(Text begins)

Chairman of Indonesian National Party
- In office 12 April 1970 – 24 April 1971
- President: Suharto
- Preceded by: Osa Maliki
- Succeeded by: empty (de facto held by Mohammad Isnaeni)

6th Governor of Central Java
- In office 4 January 1958 – 15 January 1960
- President: Sukarno
- Preceded by: Sukardji Mangun Kusumo
- Succeeded by: Mochtar

3rd Mayor of Semarang
- In office 1 July 1951 – 1 January 1958
- President: Sukarno
- Preceded by: Koesoedibiyono Tjondrowibowo
- Succeeded by: Abdulmadjid Djojoadiningrat

Personal details
- Born: 11 February 1912 Nglorok, Pacitan, Dutch East Indies
- Died: 24 April 1971 (aged 59) Karyadi General Hospital, Semarang, Central Java, Indonesia
- Party: Indonesian National Party
- Spouse: Raden Ayu Kurniah ​(m. 1939)​
- Relations: Suryadi (son-in-law)
- Children: Sri Hartati Wulandari Sri Kresno Dewantoro Sri Harni Kusumo Sajid Sudirotomo

= Hadisubeno Sosrowerdojo =

Raden Mas Hadisubeno Sosrowerdojo (11 February 1912 – 24 April 1971) was an Indonesian politician who served as the governor of Central Java from 1958 to 1960 and as the mayor of Semarang from 1951 to 1958. He also served as the last chairman of the Indonesian National Party before it was dissolved into the Indonesian Democratic Party. Hadisubeno was famous for publicly comparing Sukarno and Suharto, and for challenging Suharto rule during his early rule.

== Early life ==
Hadisubeno was born on 11 February 1912, at the town of Nglorok in Pacitan. He was the second of the three sons of Raden Mas Sosrowerdojo, who at the time of his birth served as wedana in Pacitan. His older brother was Sumadijo, while his younger brother was Sempu Mulyono and Sri Mulyo. Sumadijo died during his youth at Belgium, due to a failed operation.

His older brother, Sumadijo, served as the police chief in Cirebon. Once a time, Sumadijo clashed with the resident of Cirebon at that time, van der Plas. Upon the incident, he asked for his resignation and continued to study in Belgium. He refused to study in the Netherlands due to lasting sentiment. Hadisubeno's younger brother, Mulyono, served as the head of the criminal regiment in the Jakarta police, while his youngest brother, Sri Mulyo, died during his youth.

== Family ==
Hadisubeno was married to Raden Ayu Koeniah, a royal descendant from Solo, in 1939. The marriage resulted in 4 children: Sri Hartati Wulandari, born in Solo on 12 June 1940, Sri Kresno Dewantoro, born in Pekalongan on 1 June 1944, Sri Harni Kusumo Djahnawi, born in Solo on 19 December 1947, and Sajid Sudirotomo, born in Semarang on 4 November 1951.

His first daughter, Sri Hartati Wulandari, was a famous Javanese dancer. She married Suryadi, the chairman of the Indonesian Democratic Party, in 1969.

(Text ends)
(Given entries begins)

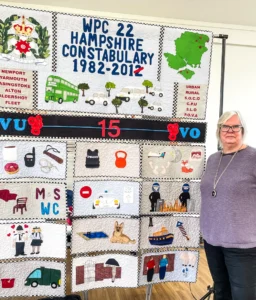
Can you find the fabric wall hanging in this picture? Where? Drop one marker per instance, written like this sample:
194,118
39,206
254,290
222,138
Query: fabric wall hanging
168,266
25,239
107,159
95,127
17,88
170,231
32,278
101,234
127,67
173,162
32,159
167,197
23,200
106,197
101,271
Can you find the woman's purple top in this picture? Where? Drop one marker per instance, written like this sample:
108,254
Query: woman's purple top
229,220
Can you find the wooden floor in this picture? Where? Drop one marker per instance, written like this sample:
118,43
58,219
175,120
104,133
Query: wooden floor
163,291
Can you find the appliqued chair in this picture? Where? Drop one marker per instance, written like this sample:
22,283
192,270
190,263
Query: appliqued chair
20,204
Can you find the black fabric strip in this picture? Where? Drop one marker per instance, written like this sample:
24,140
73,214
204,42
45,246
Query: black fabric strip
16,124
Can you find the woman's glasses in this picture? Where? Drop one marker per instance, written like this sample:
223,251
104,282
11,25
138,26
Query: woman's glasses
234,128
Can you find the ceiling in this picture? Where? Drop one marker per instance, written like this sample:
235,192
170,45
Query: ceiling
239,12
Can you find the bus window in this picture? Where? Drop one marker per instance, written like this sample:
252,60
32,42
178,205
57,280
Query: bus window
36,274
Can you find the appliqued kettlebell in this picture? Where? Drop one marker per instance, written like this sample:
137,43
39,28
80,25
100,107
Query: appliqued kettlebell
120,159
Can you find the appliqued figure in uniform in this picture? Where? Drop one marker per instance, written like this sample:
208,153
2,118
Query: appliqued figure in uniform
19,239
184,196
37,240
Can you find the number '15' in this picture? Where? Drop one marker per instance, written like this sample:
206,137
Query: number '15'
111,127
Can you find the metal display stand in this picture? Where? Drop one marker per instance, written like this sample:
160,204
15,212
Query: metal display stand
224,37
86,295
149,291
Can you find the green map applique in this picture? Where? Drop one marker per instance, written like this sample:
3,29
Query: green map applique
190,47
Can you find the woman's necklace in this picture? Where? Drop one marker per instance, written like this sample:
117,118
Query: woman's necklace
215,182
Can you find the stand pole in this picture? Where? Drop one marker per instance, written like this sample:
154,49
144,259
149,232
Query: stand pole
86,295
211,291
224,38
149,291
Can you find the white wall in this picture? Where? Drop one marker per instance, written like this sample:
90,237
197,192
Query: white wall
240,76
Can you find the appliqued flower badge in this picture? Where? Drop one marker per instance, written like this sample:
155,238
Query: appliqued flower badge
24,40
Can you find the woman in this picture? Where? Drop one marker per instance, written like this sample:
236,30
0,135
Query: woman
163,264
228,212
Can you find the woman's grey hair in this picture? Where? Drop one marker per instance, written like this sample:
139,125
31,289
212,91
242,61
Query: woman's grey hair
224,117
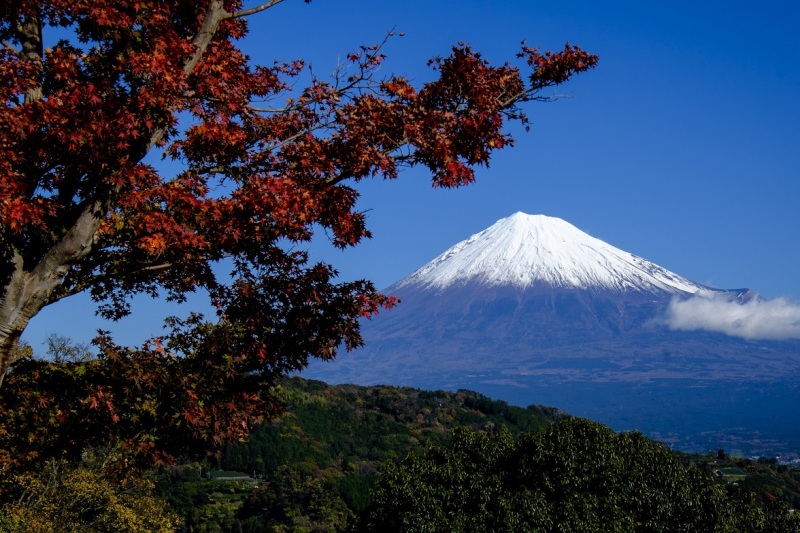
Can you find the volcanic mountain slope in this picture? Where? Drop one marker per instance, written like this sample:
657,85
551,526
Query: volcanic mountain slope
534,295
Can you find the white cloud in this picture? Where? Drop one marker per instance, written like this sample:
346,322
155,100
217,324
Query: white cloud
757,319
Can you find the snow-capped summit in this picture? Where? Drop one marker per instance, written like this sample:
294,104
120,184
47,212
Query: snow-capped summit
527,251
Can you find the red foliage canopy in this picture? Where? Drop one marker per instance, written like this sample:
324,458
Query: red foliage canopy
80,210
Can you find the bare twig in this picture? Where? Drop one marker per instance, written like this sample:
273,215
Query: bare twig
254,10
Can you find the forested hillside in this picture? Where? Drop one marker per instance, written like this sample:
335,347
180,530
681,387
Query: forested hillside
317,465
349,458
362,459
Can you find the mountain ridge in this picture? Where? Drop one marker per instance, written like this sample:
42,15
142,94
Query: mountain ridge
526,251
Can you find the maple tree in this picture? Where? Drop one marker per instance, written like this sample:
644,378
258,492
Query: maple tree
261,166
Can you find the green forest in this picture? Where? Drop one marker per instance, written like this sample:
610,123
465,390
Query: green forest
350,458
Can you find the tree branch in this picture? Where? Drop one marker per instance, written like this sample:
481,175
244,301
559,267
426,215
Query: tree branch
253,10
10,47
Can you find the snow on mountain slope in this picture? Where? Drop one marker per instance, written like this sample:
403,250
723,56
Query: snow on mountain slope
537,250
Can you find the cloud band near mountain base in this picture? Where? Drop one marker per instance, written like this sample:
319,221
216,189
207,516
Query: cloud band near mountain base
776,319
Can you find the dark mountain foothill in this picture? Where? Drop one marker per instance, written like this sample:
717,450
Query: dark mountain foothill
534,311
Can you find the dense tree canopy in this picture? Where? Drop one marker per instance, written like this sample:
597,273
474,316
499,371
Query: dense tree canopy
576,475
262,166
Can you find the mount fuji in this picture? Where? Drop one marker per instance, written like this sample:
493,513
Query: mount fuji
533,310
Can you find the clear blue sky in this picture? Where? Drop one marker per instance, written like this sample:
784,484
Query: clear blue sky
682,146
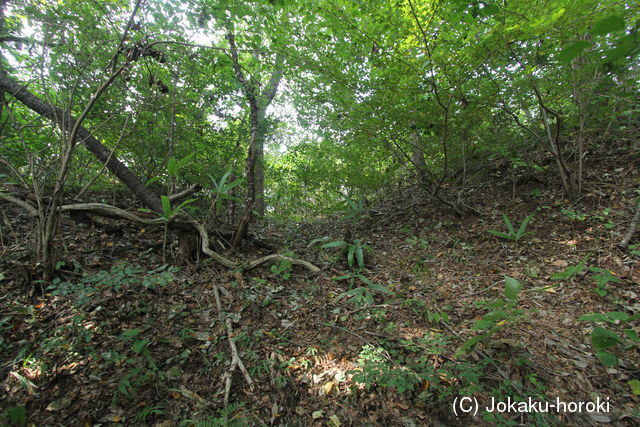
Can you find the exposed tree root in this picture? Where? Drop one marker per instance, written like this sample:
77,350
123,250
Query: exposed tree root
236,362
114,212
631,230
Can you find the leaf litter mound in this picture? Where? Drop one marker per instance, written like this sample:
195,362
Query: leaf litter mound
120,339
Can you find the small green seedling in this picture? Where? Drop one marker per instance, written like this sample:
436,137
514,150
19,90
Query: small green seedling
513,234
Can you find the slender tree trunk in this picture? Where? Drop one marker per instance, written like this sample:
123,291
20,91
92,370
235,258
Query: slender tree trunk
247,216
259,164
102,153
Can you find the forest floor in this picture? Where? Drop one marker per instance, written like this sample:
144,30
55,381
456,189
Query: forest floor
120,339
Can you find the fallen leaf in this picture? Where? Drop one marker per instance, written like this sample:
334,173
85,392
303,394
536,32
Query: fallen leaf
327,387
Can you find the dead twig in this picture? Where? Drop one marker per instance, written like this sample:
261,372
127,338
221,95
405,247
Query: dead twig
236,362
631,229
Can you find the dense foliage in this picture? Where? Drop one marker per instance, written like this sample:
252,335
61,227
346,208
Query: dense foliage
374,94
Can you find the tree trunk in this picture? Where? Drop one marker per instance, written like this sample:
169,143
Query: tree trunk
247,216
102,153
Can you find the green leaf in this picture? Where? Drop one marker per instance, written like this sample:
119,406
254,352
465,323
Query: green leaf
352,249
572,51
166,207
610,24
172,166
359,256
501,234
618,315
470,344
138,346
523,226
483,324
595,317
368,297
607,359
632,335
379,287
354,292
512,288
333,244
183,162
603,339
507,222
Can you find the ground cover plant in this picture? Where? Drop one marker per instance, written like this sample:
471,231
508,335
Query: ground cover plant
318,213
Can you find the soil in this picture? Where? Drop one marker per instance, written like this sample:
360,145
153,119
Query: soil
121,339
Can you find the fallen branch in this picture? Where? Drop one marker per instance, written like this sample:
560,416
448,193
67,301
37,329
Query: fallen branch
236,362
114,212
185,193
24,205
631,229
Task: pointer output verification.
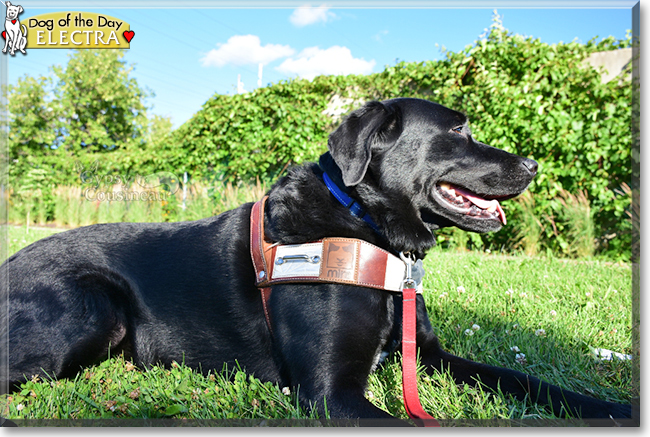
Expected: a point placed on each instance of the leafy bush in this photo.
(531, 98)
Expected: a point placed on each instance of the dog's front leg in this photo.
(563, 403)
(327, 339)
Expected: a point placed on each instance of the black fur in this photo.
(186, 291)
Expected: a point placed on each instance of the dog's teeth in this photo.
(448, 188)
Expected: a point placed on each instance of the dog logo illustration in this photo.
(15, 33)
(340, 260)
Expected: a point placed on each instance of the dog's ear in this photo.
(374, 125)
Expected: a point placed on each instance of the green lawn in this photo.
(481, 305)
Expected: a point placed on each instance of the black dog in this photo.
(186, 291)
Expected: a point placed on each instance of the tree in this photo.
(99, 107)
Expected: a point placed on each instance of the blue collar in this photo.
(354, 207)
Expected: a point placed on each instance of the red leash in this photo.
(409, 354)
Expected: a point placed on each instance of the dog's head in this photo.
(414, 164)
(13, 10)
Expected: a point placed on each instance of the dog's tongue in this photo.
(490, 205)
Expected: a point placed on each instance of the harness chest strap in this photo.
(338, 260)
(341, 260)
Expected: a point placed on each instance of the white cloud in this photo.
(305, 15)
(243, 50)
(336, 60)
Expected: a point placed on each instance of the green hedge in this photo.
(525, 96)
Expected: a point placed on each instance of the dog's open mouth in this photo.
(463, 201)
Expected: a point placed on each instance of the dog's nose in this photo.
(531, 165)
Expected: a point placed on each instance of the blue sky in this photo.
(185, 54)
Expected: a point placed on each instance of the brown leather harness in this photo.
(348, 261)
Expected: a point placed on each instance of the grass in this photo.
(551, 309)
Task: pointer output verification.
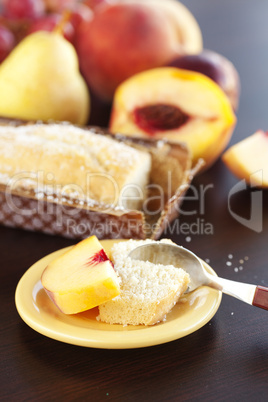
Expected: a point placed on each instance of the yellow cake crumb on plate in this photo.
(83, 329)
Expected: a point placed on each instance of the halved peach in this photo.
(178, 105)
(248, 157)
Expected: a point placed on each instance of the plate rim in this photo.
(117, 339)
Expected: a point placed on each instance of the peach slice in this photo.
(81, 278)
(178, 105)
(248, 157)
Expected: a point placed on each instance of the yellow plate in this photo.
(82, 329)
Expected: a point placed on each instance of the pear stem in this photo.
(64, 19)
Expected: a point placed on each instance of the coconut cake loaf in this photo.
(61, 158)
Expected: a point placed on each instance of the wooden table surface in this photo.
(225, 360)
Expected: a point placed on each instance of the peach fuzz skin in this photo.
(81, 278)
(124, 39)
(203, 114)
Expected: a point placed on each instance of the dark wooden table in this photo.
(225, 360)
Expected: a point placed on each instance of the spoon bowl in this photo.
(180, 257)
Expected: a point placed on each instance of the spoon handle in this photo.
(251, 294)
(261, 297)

(Given entries ends)

**Tasks to perform**.
A - Decide whether each statement agrees with the text about Hadisubeno: (i) he was mayor of Semarang before he was governor of Central Java; (ii) his daughter Sri Hartati Wulandari was born in Pekalongan; (iii) he died in Semarang. Answer yes or no for each, and quote the words of the text that decide it.
B - Translate this sentence from the text about Hadisubeno into Spanish: "His first daughter, Sri Hartati Wulandari, was a famous Javanese dancer."
C - Set down the part of the text about Hadisubeno that opens with the words containing "Chairman of Indonesian" and closes with "by Mohammad Isnaeni)", copying it without change.

**Responses to the exercise**.
A -
(i) Yes: "served as the governor of Central Java from 1958 to 1960 and as the mayor of Semarang from 1951 to 1958"
(ii) No: "Sri Hartati Wulandari, born in Solo on 12 June 1940"
(iii) Yes: "Died: 24 April 1971 (aged 59) Karyadi General Hospital, Semarang, Central Java, Indonesia"

B - Su primera hija, Sri Hartati Wulandari, fue una famosa bailarina javanesa.

C -
Chairman of Indonesian National Party
- In office 12 April 1970 – 24 April 1971
- President: Suharto
- Preceded by: Osa Maliki
- Succeeded by: empty (de facto held by Mohammad Isnaeni)